§ **Source text**
----------------

By Emerson Shams
رمضان (Ramadan) is the ninth month in the Islamic Calendar and is believed to be when ٱللَّٰه (Allah/God) revealed the Quran to Mohammed. It is also the month when billions of Muslims (health permitting) give up profanity, sex, smoking, food and drink (even water) from Sun-up to Sun-down.
During this time, they also strive to become as close to ٱللَّٰه (God) as possible, with many aiming to read the Quran multiple times and/or completing extra prayer sessions. Many attend their local mosque more often, and some also like to visit Mecca to complete Umrah during the month.
This period is normally filled with celebrations and large gatherings. Covid changed everything.
I, myself, am from the near-centre of the Islamic world. A prehistoric, heavily populated, seaside city, called جدة (Jeddah) in Saudi Arabia. We are named after ‘the grandmother’ Eve, who is presumed to be buried in the old city walls.

----------------

§ **Data supplied**

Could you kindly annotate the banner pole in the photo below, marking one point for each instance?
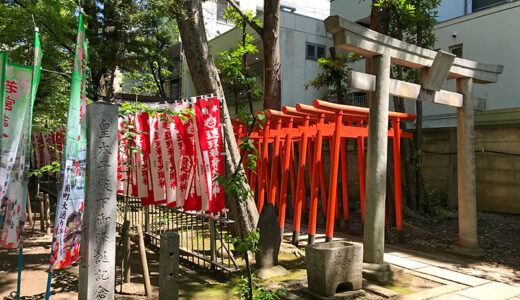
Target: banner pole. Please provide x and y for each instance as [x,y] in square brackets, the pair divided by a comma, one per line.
[18,284]
[49,280]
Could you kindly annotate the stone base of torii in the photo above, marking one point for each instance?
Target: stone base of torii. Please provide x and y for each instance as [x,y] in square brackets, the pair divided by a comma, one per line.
[381,51]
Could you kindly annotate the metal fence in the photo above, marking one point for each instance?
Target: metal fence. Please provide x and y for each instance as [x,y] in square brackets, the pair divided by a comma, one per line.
[203,237]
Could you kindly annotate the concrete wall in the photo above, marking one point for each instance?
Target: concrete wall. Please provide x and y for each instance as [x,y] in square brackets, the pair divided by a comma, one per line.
[487,36]
[497,174]
[295,31]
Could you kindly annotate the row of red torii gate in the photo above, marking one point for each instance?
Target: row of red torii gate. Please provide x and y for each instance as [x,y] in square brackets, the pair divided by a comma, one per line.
[291,143]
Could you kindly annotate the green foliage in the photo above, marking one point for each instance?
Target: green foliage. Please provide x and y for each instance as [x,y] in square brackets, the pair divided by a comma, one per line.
[244,245]
[434,207]
[233,70]
[411,21]
[333,75]
[53,168]
[260,293]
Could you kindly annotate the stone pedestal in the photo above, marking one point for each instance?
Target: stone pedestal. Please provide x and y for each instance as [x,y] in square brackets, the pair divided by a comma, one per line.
[98,245]
[332,264]
[377,272]
[270,237]
[169,266]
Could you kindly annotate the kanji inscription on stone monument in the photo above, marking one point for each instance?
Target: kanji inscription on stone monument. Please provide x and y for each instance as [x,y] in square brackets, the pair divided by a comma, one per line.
[97,269]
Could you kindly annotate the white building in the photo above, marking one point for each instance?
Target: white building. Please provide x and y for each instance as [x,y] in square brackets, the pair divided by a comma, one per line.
[479,30]
[302,40]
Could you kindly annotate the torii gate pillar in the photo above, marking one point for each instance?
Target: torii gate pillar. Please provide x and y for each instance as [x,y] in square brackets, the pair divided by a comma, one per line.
[467,196]
[374,226]
[352,37]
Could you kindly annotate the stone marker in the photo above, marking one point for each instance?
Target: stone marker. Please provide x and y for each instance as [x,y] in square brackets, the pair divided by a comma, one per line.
[270,237]
[334,263]
[169,266]
[98,244]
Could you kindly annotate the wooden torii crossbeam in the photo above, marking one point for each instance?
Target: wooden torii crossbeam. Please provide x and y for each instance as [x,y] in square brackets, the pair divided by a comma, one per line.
[381,51]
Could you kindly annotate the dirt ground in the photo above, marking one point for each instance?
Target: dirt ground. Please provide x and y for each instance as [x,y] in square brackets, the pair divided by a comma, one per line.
[499,237]
[498,234]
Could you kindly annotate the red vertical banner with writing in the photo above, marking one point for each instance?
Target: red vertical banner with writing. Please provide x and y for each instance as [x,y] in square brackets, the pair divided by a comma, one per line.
[207,114]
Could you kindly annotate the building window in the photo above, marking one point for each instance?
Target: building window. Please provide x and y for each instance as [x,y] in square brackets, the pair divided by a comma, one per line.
[222,6]
[457,50]
[481,4]
[314,51]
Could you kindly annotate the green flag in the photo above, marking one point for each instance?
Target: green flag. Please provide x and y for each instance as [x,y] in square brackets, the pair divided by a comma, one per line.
[69,211]
[18,92]
[3,71]
[17,179]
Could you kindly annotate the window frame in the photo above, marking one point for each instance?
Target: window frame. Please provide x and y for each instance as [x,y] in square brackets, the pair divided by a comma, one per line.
[457,46]
[315,46]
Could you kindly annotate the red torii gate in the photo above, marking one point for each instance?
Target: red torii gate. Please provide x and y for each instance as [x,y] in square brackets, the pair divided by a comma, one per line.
[306,124]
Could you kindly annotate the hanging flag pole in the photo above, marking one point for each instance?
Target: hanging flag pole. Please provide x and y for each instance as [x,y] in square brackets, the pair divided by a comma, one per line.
[3,70]
[26,148]
[71,195]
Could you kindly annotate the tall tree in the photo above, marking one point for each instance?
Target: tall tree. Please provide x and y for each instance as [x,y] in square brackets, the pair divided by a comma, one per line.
[412,21]
[206,81]
[269,34]
[233,68]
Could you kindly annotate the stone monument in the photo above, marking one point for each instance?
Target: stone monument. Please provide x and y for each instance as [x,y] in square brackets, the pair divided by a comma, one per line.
[332,264]
[270,237]
[98,245]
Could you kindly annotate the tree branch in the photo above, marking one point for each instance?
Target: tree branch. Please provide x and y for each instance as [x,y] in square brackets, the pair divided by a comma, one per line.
[248,20]
[45,25]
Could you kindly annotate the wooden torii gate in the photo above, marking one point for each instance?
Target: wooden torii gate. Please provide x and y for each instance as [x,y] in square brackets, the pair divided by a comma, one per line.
[380,51]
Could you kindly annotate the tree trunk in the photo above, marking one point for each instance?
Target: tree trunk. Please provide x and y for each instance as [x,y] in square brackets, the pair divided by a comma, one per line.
[206,81]
[375,18]
[270,39]
[418,129]
[339,87]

----------------

§ **Questions on the material**
A. In the Ramadan text, change "celebrations" to "festivities" in everything from "By Emerson Shams" down to "Covid changed everything.", and give that passage again.
B. Answer these questions from the Ramadan text:
(i) Which month of the Islamic Calendar is Ramadan?
(ii) What Saudi Arabian city is the writer from?
(iii) Who is presumed to be buried in that city's old walls?
The entries above are not needed for this work.

§ **Solution set**
A.
By Emerson Shams
رمضان (Ramadan) is the ninth month in the Islamic Calendar and is believed to be when ٱللَّٰه (Allah/God) revealed the Quran to Mohammed. It is also the month when billions of Muslims (health permitting) give up profanity, sex, smoking, food and drink (even water) from Sun-up to Sun-down.
During this time, they also strive to become as close to ٱللَّٰه (God) as possible, with many aiming to read the Quran multiple times and/or completing extra prayer sessions. Many attend their local mosque more often, and some also like to visit Mecca to complete Umrah during the month.
This period is normally filled with festivities and large gatherings. Covid changed everything.

B.
(i) The ninth month.
(ii) Jeddah.
(iii) Eve, "the grandmother."